-- START OF RECORDS --

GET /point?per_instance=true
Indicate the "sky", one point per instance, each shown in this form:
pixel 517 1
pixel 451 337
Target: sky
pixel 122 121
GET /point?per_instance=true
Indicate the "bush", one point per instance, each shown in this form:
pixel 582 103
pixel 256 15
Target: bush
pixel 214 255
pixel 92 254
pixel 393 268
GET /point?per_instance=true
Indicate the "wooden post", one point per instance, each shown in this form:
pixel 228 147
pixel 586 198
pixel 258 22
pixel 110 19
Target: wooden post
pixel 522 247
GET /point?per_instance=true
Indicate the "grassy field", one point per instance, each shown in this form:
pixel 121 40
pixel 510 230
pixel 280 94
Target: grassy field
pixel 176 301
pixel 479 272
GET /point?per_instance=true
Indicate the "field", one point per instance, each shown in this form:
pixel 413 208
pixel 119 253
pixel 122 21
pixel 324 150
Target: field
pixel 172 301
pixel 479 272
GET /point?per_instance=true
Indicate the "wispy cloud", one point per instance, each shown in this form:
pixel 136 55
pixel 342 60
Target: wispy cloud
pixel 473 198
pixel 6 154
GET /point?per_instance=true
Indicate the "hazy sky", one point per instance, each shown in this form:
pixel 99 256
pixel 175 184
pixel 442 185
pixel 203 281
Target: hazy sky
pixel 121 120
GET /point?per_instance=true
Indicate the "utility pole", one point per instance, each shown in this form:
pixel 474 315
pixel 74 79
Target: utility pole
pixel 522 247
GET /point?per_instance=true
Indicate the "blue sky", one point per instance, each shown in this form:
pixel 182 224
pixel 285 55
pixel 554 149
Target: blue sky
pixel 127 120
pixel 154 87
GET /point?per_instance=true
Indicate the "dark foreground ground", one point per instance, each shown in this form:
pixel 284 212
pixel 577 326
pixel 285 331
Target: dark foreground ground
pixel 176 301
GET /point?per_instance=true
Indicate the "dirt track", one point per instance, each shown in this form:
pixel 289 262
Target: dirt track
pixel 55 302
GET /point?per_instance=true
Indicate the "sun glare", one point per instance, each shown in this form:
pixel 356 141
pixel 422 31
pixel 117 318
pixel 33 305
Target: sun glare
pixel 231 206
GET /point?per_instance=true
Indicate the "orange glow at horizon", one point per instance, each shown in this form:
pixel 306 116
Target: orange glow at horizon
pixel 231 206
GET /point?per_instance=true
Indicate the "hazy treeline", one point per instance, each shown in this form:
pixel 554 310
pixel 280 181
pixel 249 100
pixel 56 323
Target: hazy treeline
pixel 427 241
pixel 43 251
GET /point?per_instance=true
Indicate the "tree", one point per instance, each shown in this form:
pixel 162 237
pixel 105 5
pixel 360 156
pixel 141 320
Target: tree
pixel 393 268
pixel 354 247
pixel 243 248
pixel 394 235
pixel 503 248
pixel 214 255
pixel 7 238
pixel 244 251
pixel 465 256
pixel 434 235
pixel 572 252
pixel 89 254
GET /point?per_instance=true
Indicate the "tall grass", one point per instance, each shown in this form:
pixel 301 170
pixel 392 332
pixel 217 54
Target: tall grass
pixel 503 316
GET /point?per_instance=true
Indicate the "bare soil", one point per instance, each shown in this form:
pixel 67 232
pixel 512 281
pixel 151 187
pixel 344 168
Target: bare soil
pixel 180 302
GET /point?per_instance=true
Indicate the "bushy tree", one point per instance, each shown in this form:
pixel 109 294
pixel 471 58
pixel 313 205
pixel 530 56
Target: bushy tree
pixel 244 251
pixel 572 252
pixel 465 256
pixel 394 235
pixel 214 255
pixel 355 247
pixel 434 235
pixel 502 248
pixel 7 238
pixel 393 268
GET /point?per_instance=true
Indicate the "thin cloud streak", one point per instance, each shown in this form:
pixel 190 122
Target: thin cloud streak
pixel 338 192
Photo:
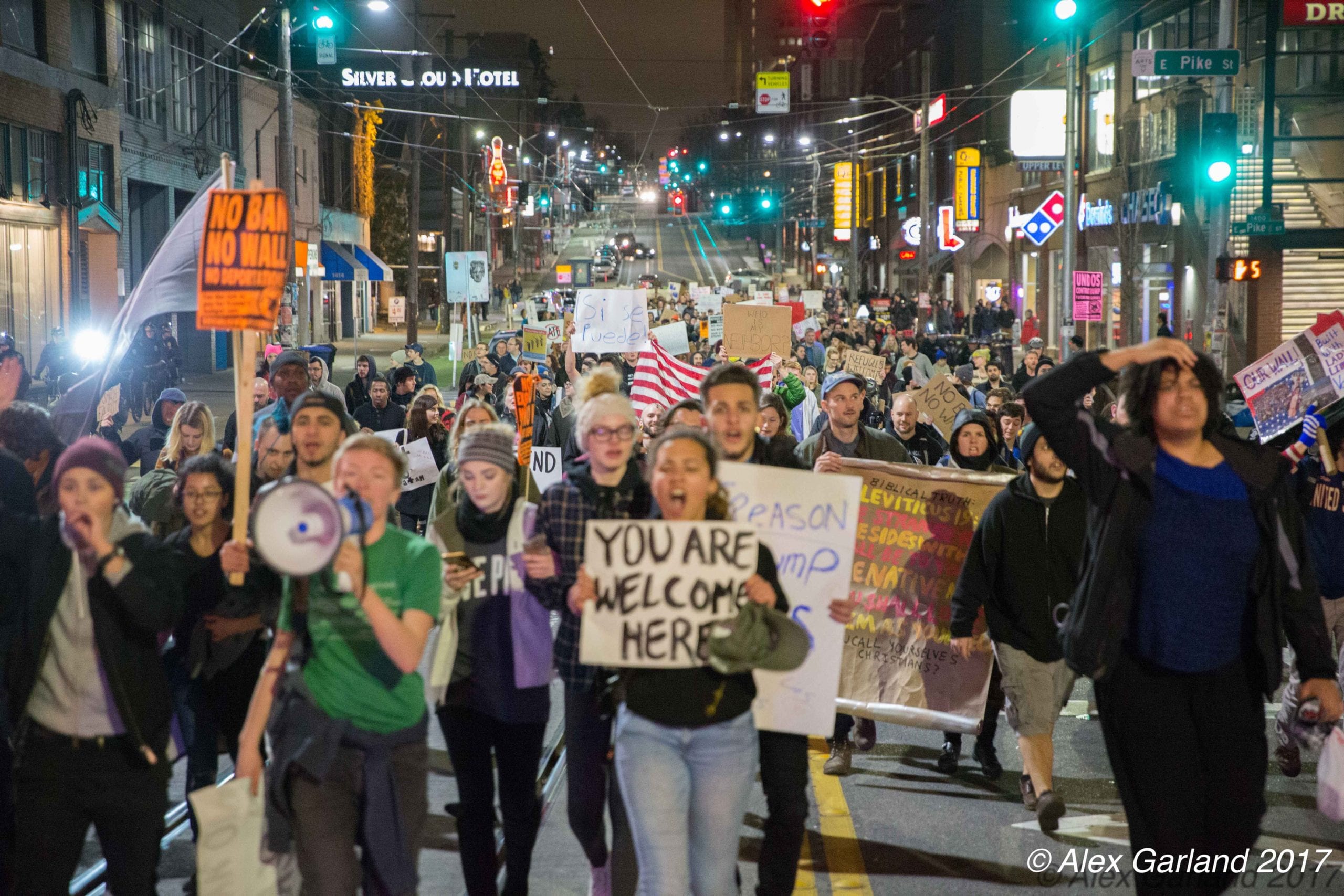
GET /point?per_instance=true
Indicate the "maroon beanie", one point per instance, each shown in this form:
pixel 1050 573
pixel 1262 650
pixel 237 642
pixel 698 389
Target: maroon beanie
pixel 100 456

-- END OF RECORDS --

Without including the pictures, return each record above exactly as it stands.

GET /point?per_instance=true
Indicate the "sky", one point per instance, each shown in this form:
pixel 517 1
pixel 451 337
Target: sky
pixel 122 121
GET /point?per_instance=true
Indicate the "bush", one point per instance, each shown in this form:
pixel 582 103
pixel 256 15
Target: bush
pixel 214 255
pixel 92 254
pixel 393 268
GET /point?per_instance=true
Indicate the "wooden post", one point per instance, each shown in this form:
pixel 228 147
pixel 586 198
pixel 258 22
pixel 110 19
Target: wooden post
pixel 522 247
GET /point?per_instance=true
Indicate the "grassy field", one point per instance, each shown in this form:
pixel 121 40
pixel 510 230
pixel 280 94
Target: grassy field
pixel 176 301
pixel 479 272
GET /point?per_instance=true
Indicate the "field", one point per instance, each shown in this form:
pixel 413 208
pixel 119 253
pixel 122 21
pixel 324 150
Target: field
pixel 172 301
pixel 479 272
GET /point?per_instance=true
Indicate the "wispy cloud", one point per instance, each shown in this form:
pixel 136 55
pixel 342 60
Target: wispy cloud
pixel 473 198
pixel 6 154
GET /point?per_instance=true
Indicate the "hazy sky", one point per instance, each shown in this form:
pixel 99 256
pixel 175 184
pixel 442 185
pixel 203 281
Target: hazy sky
pixel 121 120
GET /point?per_instance=true
Indicate the "utility pole", one point per instance, each shown in this form:
pixel 474 315
pixel 74 79
Target: utility pole
pixel 522 247
GET /point?per_instance=true
Indicate the "blue sky", one point per instance, each shown in this form:
pixel 182 224
pixel 285 55
pixel 554 149
Target: blue sky
pixel 127 120
pixel 154 87
GET /point?per_instance=true
Indicate the "dark foreground ground", one point per instance, each shown in this form:
pixel 284 212
pixel 577 326
pixel 285 331
Target: dark foreground ground
pixel 176 301
GET /point?per_instance=true
Indicate the "dirt track", one point per instance, each shown in this form:
pixel 289 262
Target: dirt track
pixel 55 302
GET /point?per_instance=true
Indicate the "sun glare", one point per instance, each shown in this form:
pixel 356 141
pixel 422 31
pixel 117 318
pixel 33 305
Target: sun glare
pixel 231 206
GET /point?per_instance=true
Indicate the "orange glow at horizon", one point per instance, each shown in this form:
pixel 306 116
Target: orange glow at horizon
pixel 231 206
GET /point?per_instance=true
Indicate the "hazy treeline", one point per instance, each shown in this form:
pixel 554 310
pixel 280 181
pixel 249 100
pixel 56 323
Target: hazy treeline
pixel 427 241
pixel 43 251
GET /point?per_instance=true
Indicate the "tree", one point per instance, each shown in this form:
pixel 162 237
pixel 105 5
pixel 360 156
pixel 141 320
Target: tree
pixel 393 268
pixel 354 247
pixel 243 248
pixel 394 235
pixel 503 248
pixel 214 255
pixel 7 238
pixel 244 251
pixel 465 256
pixel 434 235
pixel 572 252
pixel 89 254
GET /point?per_instance=true
Indicate the "tall grass", one point per instance, each shown in this form:
pixel 301 170
pixel 392 332
pixel 217 54
Target: tall grass
pixel 503 316
GET /point?per_instance=true
Indicate the "bare soil", one point per instance, each shown in this form:
pixel 67 232
pixel 512 281
pixel 151 187
pixel 344 168
Target: bare soil
pixel 180 302
GET /point?per_instance=true
Indicate the "bushy tree", one point per instance, each shown in this form:
pixel 109 294
pixel 471 58
pixel 313 205
pixel 530 56
Target: bushy tree
pixel 244 251
pixel 572 252
pixel 465 256
pixel 394 235
pixel 214 255
pixel 355 247
pixel 434 235
pixel 502 248
pixel 7 238
pixel 393 268
GET /point?per_instance=true
Indicate the "thin cloud streak", one point per instance, each shown in this form:
pixel 190 122
Target: thin cloud streak
pixel 338 192
Photo:
GET /point?per_instance=true
Indicate the "maroon beanie", one point per instance, each shown in this form:
pixel 1050 573
pixel 1262 650
pixel 237 642
pixel 698 389
Target: maroon beanie
pixel 100 456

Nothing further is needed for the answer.